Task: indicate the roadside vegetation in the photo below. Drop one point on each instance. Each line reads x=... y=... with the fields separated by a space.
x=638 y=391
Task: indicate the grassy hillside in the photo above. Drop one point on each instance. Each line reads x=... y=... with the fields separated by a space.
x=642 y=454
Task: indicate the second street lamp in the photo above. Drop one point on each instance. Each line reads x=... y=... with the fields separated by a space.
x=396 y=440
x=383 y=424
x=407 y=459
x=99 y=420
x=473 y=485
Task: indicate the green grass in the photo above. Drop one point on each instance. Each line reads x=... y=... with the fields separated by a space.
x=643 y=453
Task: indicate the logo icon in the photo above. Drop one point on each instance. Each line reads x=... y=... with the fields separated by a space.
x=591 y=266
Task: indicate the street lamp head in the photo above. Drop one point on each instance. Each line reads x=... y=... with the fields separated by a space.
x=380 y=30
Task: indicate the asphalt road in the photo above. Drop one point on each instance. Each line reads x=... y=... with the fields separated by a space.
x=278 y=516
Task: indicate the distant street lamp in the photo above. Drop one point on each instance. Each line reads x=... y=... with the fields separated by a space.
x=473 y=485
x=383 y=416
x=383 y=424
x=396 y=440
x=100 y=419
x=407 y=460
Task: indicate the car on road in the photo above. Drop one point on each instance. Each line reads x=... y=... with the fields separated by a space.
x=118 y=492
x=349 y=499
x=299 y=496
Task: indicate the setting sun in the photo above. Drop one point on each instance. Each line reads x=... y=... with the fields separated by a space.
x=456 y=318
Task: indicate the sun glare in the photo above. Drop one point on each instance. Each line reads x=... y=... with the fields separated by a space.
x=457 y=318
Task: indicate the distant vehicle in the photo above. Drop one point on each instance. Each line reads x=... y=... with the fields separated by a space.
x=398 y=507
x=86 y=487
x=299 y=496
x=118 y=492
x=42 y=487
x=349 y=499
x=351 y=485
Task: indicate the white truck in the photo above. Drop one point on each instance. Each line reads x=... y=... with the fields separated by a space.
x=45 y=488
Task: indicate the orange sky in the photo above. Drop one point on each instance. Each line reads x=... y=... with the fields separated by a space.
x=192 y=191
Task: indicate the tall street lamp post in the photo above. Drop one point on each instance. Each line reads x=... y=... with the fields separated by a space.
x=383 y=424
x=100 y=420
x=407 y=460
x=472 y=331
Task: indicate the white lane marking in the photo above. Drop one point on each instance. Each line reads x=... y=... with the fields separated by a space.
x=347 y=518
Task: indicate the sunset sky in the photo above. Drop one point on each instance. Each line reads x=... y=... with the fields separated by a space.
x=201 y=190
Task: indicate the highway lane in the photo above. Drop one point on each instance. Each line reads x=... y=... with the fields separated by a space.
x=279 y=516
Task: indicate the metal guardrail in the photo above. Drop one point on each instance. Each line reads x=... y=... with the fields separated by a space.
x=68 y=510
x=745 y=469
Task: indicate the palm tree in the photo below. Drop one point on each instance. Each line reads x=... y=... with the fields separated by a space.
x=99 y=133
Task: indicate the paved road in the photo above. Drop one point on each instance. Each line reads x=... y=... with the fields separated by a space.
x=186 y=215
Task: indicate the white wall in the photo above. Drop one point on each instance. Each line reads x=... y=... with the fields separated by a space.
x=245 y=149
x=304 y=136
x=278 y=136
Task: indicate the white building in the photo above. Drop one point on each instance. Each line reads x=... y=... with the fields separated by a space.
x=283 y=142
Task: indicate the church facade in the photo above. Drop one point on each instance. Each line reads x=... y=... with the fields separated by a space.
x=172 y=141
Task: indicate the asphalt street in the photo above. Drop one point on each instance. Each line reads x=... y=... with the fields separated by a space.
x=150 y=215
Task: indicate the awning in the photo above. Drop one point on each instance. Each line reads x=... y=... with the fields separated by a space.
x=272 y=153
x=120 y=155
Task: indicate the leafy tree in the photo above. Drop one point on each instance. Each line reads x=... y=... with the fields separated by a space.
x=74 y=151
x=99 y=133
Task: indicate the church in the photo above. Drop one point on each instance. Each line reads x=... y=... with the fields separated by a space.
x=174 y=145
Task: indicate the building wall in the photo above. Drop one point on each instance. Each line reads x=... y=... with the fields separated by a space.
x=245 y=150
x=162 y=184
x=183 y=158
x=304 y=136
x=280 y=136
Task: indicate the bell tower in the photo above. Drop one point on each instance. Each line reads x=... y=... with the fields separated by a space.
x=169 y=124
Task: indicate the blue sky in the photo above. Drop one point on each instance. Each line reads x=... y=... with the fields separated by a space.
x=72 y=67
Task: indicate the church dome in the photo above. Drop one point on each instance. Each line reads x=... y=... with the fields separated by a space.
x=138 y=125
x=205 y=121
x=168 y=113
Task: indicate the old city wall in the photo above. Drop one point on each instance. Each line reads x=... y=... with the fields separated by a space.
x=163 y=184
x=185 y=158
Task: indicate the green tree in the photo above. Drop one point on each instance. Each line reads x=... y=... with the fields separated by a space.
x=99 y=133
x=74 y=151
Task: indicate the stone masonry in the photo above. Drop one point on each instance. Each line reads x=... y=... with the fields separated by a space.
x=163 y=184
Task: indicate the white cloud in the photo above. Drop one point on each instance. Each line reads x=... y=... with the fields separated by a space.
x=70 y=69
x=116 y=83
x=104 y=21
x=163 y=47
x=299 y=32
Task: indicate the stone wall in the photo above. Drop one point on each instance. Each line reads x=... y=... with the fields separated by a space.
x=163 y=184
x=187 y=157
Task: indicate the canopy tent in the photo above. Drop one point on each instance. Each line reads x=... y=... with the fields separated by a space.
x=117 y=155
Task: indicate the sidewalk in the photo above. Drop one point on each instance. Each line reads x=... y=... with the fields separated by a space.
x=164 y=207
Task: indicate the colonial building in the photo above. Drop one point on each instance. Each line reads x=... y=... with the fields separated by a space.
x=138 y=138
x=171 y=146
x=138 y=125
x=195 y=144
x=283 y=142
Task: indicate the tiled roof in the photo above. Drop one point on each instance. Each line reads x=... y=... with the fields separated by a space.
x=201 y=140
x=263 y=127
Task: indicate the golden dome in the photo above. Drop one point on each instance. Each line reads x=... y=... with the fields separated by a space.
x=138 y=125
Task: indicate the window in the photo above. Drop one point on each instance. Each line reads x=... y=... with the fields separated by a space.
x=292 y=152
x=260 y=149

-*-*-

■ Written exercise
Please edit the data above so that each "indicate" becomes "mark", leaving everything else unchanged.

■ Correct response
Task: mark the roadside vegetation in the photo below. Drop one point on each instance. Each line reads x=... y=... with the fields separated by a space.
x=638 y=391
Task: mark the grassy hillside in the photo above. Drop one point on each instance. Each line reads x=... y=... with the fields separated by a space.
x=642 y=454
Task: mark the second street lamp in the photo above. Drop one point on each instance. Each line reads x=... y=... with the fields separated by a space.
x=396 y=440
x=383 y=424
x=407 y=459
x=99 y=420
x=473 y=485
Task: mark the green grass in the photo above. Drop one point on each instance. Each line reads x=... y=... with the fields separated by a space.
x=643 y=453
Task: mark the logo icon in the photo above. Drop one point on each instance. Each line reads x=... y=... with the fields separated by a space.
x=591 y=266
Task: mark the street lamp head in the photo above. Drop one point on each instance. Each line reads x=... y=... with the fields separated by a space.
x=380 y=30
Task: mark the asphalt road in the photo above. Drop one point on each instance. Each line reads x=... y=... with the fields separated by a space.
x=278 y=516
Task: mark the distant street lamp in the photo above. Drop one point on each instance. Each line reads x=... y=... with the fields separated by a space.
x=473 y=485
x=383 y=416
x=383 y=424
x=396 y=440
x=100 y=419
x=407 y=460
Task: mark the car on road in the photo above. Drop one point on each instance. Each line reads x=... y=... with the fields separated by a space.
x=118 y=492
x=349 y=499
x=299 y=496
Task: mark the setting sun in the photo above. Drop one point on each instance. Each line reads x=... y=... with the fields separated by a space.
x=456 y=318
Task: mark the sun glare in the photo above. Drop one point on each instance. Each line reads x=... y=... with the fields separated by a space.
x=457 y=318
Task: mark the distant vehicle in the photo above. Drop one point on each instance. Each line reads x=... y=... with the fields separated by a space.
x=398 y=507
x=86 y=487
x=299 y=496
x=118 y=492
x=42 y=487
x=349 y=499
x=351 y=485
Task: mark the white truck in the photo above. Drop one point on each instance. Each line reads x=... y=... with the fields separated by a space.
x=45 y=488
Task: mark the orange sky in the photo above. Drop one point on each instance. Each line reads x=... y=... with the fields separated by a space.
x=192 y=191
Task: mark the tall street lamp post in the photo above. Drop one point on each instance. Each line reads x=... y=... with the fields separated by a space.
x=383 y=424
x=100 y=420
x=407 y=460
x=472 y=331
Task: mark the white lane marking in the photo above. Drop one point on each instance. Each line reads x=... y=... with the fields separated by a space.
x=347 y=518
Task: mark the sunset sky in the photo above. Drop one point on each instance. Each line reads x=... y=... with the fields separated by a space.
x=201 y=190
Task: mark the highway lane in the photo above. Drop one point on each instance. Each line reads x=... y=... with the fields separated by a space.
x=279 y=516
Task: mark the metal guardrail in the photo above. Drop one point on each instance. Each line reads x=... y=... with the fields separated by a space.
x=68 y=510
x=745 y=469
Task: mark the palm tree in the photo below. Drop one point on each instance. Each line reads x=... y=... with the fields separated by a space.
x=99 y=133
Task: mark the paved road in the photo above. Drop one point on each instance. Each line reads x=... y=... with the fields separated by a space.
x=186 y=215
Task: mark the white wall in the photo above. Drop one point on each instance. Each line reads x=... y=... with the fields separated by a space.
x=245 y=149
x=304 y=136
x=278 y=136
Task: mark the white building in the photo above. Drop one point on each instance. Each line reads x=... y=... with the fields separated by a space.
x=283 y=142
Task: mark the church facade in the photo above. Drop one point on each instance. Each line reads x=... y=... with the fields separated by a space.
x=172 y=141
Task: mark the asphalt street in the photo above. Drop one point on each instance. Each line reads x=... y=... with the fields separated by a space.
x=150 y=215
Task: mark the awning in the photo above. Drop one point on each instance. Each line reads x=... y=... with the fields separated by a space.
x=272 y=153
x=120 y=155
Task: mark the leafy tree in the photo above. Drop one point on each instance. Each line reads x=... y=... with the fields separated by a space.
x=74 y=151
x=99 y=133
Task: mark the church in the photo above. Drop one point on each instance. Each line reads x=... y=... with the fields separated by a space.
x=174 y=145
Task: mark the building wall in the photo above. Drop one point on each instance. Each line reads x=... y=... with the fields separated by a space.
x=245 y=150
x=162 y=184
x=183 y=158
x=304 y=136
x=280 y=136
Task: mark the bell tower in the photo above. Drop one point on each instance. Each line reads x=... y=... with the fields separated by a space.
x=169 y=124
Task: mark the blue sky in the photo above. Drop one point on each instance. Each line reads x=... y=... with the fields separated by a space.
x=72 y=67
Task: mark the church dome in the photo above. Drop one point on each instance. Each line reads x=... y=... with the fields separated by a space.
x=138 y=125
x=205 y=121
x=168 y=113
Task: mark the old city wall in the photo above. Drop one point on each instance. Each line reads x=... y=... with the fields separated by a space.
x=163 y=184
x=185 y=158
Task: mark the green tree in the photo above. Drop one point on each instance. Each line reads x=... y=... with the fields separated by a space.
x=99 y=133
x=74 y=151
Task: mark the stone masonry in the photo above. Drop one point on each instance. Each line reads x=... y=... with the fields separated by a space.
x=163 y=184
Task: mark the white cloud in the photo above. Drop one point on each instance. Each line reads x=... y=... with the fields separated by a space.
x=70 y=69
x=116 y=83
x=104 y=21
x=163 y=47
x=299 y=32
Task: mark the stone wall in the photo above. Drop one point on each instance. Each line reads x=... y=... with the fields separated by a space.
x=163 y=184
x=187 y=157
Task: mark the canopy tent in the photo above. Drop one point on each instance. Each line reads x=... y=... with the fields separated by a space.
x=117 y=155
Task: mark the sidewalk in the photo above. Drop one point on each instance. Each line reads x=... y=... with the fields separated by a space.
x=164 y=207
Task: mark the colonial building in the photo above. Drop one point on each instance. Each line reads x=... y=... with the fields separated by a space.
x=138 y=138
x=171 y=146
x=138 y=125
x=195 y=144
x=283 y=142
Task: mark the tiled roof in the photo above. Drop one point on each instance. Each line reads x=... y=... with the fields separated by a space.
x=201 y=140
x=263 y=127
Task: mark the golden dome in the photo above. Drop one point on each instance. Each line reads x=... y=... with the fields separated by a space.
x=138 y=125
Task: mark the window in the photo above. Drop one point on each instance. Each line reads x=... y=... with the fields separated by a space.
x=292 y=152
x=260 y=149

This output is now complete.